(Supplied material Opens)
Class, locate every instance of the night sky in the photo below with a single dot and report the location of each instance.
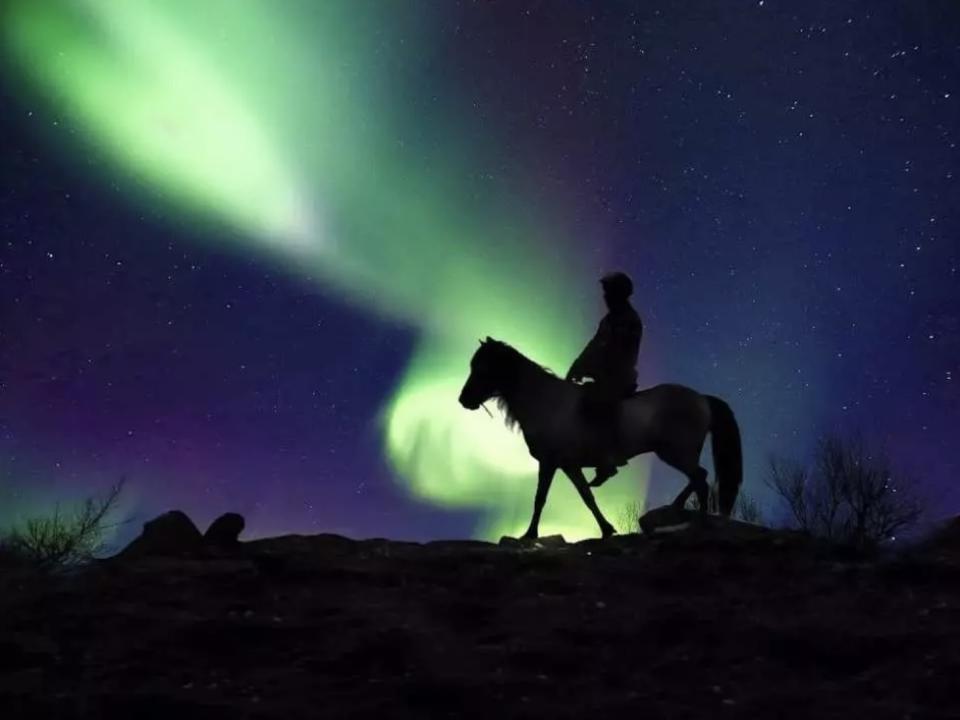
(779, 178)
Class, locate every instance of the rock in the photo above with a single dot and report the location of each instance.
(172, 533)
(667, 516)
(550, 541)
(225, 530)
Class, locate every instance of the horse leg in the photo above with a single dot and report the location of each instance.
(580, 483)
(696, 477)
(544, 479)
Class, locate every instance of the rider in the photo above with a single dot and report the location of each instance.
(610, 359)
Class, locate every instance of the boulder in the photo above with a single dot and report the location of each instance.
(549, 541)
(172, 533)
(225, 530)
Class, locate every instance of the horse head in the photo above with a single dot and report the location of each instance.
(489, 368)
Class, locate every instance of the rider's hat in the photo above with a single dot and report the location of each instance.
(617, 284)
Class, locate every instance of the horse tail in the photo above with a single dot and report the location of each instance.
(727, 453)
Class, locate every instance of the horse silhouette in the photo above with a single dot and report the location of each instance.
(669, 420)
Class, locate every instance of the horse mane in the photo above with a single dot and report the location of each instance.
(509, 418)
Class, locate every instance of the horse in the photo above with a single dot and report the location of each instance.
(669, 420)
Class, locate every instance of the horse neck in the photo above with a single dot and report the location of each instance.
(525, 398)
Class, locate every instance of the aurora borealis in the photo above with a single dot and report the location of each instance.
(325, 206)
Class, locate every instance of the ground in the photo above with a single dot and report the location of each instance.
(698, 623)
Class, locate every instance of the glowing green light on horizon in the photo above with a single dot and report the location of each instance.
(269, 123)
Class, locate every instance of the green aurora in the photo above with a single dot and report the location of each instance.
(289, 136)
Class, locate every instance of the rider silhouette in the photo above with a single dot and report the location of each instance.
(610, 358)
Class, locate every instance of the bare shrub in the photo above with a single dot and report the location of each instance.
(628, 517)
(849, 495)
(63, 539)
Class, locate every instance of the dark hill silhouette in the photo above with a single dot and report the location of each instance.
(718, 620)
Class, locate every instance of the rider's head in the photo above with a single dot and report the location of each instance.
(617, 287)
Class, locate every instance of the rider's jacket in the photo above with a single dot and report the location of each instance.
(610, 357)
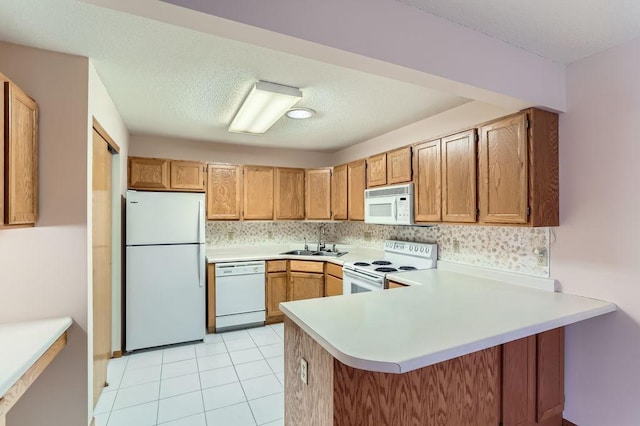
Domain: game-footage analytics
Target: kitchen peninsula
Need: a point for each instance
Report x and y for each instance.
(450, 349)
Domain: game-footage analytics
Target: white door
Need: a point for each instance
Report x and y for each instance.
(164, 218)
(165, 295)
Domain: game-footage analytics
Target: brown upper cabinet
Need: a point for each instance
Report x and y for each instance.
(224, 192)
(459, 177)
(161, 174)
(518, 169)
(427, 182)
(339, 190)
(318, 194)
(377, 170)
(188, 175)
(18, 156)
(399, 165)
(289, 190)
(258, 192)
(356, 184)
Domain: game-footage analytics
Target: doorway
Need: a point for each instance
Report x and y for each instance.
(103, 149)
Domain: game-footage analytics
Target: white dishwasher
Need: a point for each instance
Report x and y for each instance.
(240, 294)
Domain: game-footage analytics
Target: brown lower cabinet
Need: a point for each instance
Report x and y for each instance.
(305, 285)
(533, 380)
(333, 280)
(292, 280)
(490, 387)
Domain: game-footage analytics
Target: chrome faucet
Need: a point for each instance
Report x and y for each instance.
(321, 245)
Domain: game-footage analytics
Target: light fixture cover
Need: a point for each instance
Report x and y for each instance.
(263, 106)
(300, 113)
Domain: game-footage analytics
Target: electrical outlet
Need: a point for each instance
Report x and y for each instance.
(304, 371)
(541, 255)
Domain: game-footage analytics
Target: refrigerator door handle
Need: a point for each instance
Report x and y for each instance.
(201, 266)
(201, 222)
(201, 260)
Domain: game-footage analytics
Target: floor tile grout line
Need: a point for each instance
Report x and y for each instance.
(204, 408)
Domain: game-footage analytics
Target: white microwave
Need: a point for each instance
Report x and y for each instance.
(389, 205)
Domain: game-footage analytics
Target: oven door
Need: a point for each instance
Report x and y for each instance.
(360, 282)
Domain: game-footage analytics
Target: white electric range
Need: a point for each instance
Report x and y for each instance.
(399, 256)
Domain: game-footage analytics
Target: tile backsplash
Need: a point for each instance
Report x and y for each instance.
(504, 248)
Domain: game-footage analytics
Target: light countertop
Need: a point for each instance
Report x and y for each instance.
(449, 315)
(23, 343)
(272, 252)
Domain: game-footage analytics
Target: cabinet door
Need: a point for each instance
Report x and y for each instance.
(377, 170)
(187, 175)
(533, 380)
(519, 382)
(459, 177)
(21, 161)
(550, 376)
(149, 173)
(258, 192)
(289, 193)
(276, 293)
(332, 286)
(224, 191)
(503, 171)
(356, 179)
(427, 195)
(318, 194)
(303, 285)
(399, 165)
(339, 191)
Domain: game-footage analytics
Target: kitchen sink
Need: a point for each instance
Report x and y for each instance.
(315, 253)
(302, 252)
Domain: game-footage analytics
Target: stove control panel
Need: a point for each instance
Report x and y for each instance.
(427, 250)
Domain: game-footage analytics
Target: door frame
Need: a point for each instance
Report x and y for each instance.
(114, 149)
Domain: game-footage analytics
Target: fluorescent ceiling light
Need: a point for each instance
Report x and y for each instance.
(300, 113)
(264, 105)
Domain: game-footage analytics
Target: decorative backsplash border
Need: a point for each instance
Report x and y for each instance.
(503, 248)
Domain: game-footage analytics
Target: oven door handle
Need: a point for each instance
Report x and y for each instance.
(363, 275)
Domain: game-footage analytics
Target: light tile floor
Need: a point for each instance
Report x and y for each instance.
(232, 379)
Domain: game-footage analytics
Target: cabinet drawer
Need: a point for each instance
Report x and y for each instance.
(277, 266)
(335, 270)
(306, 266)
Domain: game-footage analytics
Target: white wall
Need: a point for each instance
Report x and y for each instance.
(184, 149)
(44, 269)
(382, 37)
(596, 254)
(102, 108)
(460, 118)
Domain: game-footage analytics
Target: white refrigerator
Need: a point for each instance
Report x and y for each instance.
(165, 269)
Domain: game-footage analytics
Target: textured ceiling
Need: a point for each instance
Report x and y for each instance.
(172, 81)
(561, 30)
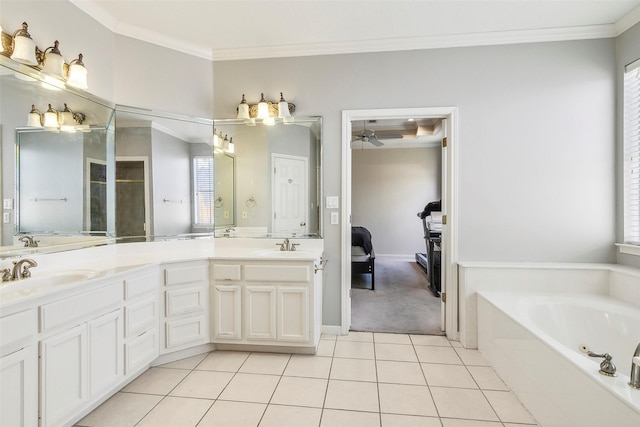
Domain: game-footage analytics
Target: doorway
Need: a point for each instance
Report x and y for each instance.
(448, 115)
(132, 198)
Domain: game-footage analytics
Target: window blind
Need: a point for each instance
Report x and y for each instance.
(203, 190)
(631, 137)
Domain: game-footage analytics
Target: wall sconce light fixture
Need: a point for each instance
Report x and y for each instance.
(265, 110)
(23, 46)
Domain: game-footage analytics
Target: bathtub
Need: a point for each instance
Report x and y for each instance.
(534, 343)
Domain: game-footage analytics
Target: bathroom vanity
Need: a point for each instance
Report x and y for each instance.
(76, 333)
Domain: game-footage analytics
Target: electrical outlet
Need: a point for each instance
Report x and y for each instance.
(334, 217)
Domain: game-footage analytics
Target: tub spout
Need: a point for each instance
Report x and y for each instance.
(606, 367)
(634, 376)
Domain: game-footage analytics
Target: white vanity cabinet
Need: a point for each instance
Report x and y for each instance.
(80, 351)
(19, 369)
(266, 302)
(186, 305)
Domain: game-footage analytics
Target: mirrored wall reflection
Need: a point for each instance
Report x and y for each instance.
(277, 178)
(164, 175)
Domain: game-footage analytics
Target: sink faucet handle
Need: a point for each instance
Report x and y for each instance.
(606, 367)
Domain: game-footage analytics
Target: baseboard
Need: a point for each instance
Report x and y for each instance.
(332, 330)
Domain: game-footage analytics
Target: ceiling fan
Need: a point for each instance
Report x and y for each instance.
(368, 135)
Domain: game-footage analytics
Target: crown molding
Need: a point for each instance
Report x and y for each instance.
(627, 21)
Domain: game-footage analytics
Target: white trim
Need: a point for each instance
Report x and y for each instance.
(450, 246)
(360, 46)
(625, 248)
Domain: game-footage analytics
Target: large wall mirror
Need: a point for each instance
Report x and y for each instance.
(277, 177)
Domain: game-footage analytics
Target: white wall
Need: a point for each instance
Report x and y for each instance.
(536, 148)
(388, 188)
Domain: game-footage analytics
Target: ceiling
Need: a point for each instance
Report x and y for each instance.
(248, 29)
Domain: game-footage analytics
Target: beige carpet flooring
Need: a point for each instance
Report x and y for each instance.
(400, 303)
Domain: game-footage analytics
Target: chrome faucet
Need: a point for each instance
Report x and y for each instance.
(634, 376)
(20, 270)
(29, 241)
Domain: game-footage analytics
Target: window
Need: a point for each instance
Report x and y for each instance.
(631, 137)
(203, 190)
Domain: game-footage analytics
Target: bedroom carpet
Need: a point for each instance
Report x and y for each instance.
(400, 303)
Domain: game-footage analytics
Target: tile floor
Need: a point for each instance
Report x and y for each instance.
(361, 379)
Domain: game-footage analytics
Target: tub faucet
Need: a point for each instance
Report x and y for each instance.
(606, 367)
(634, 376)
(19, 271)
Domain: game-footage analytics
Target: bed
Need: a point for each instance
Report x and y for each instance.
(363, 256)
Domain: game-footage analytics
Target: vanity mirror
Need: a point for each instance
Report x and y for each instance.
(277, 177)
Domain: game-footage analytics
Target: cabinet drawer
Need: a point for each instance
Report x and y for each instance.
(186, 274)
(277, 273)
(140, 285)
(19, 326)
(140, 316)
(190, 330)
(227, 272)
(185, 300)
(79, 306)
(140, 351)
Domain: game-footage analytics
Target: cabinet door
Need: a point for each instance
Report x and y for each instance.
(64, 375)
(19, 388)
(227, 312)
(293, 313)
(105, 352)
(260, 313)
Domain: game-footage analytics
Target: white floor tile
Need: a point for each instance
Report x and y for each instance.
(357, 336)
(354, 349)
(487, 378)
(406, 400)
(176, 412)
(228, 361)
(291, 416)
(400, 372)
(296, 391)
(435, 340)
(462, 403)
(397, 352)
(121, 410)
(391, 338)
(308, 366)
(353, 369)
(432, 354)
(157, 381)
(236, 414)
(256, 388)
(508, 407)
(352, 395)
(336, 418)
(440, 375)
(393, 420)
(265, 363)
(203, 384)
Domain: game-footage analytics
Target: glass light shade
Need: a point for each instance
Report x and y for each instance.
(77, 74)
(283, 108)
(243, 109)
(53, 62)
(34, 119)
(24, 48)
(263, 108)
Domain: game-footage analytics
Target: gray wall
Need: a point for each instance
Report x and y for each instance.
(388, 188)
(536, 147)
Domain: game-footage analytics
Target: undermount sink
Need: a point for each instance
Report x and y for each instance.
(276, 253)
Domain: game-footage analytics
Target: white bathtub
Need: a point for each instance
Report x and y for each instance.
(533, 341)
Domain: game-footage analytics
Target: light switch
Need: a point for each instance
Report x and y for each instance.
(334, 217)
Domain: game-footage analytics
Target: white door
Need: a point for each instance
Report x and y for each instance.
(Supplied material Closes)
One number is the whole answer: how many lines in the records contain "refrigerator".

2